● REQUIRED WORK:
Copy all the records below, swapping every "point at" for "mark" and changing nothing else. Leave the pictures out of your copy.

● RECORDS:
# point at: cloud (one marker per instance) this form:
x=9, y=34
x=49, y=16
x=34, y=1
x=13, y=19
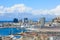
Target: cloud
x=17, y=8
x=55, y=11
x=21, y=8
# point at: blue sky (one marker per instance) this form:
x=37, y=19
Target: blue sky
x=36, y=9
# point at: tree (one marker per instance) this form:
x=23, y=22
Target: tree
x=15, y=20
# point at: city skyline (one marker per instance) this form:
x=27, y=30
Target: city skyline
x=33, y=9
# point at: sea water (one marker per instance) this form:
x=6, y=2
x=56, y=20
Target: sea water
x=9, y=31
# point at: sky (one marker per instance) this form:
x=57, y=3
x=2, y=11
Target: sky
x=32, y=9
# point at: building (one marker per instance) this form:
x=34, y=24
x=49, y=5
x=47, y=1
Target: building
x=25, y=20
x=6, y=38
x=42, y=21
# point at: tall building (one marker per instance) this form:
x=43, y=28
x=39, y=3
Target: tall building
x=25, y=20
x=42, y=21
x=15, y=20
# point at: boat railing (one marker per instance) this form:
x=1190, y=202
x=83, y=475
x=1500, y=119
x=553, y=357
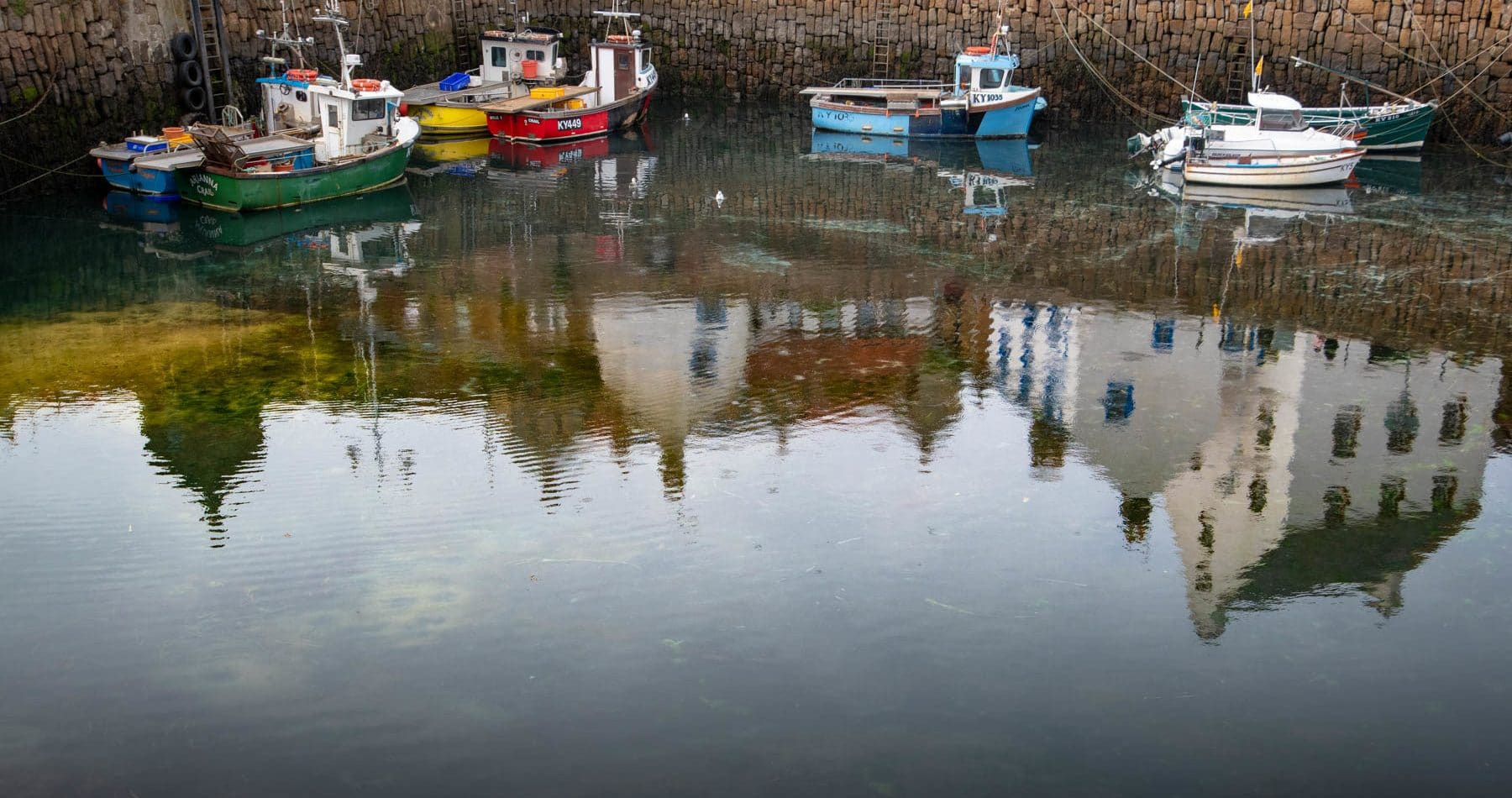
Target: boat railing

● WRITTEN SOLUTION:
# mark: cloud (one marker per instance) this form:
x=9, y=34
x=49, y=16
x=34, y=1
x=13, y=19
Target: cloud
x=17, y=8
x=55, y=11
x=21, y=8
# mark: blue sky (one marker per instance) this form:
x=37, y=19
Target: blue sky
x=36, y=9
# mark: tree (one marker per instance) this form:
x=23, y=22
Target: tree
x=15, y=20
# mark: city skyline (one marker per instance) this form:
x=27, y=30
Target: city skyline
x=33, y=9
# mark: sea water (one marker per instance) this form:
x=6, y=2
x=56, y=20
Target: sea water
x=9, y=31
# mark: sky (one marker per instance) this form:
x=57, y=3
x=2, y=11
Target: sky
x=32, y=9
# mark: building (one marker per instance) this form:
x=34, y=24
x=49, y=5
x=47, y=1
Target: building
x=25, y=20
x=6, y=38
x=42, y=21
# mark: tall building (one marker per instance) this form:
x=43, y=28
x=39, y=3
Target: tall building
x=25, y=20
x=42, y=21
x=15, y=20
# mark: boat railing (one marker per instance) this form:
x=1190, y=202
x=83, y=475
x=1500, y=119
x=553, y=357
Target: boat railing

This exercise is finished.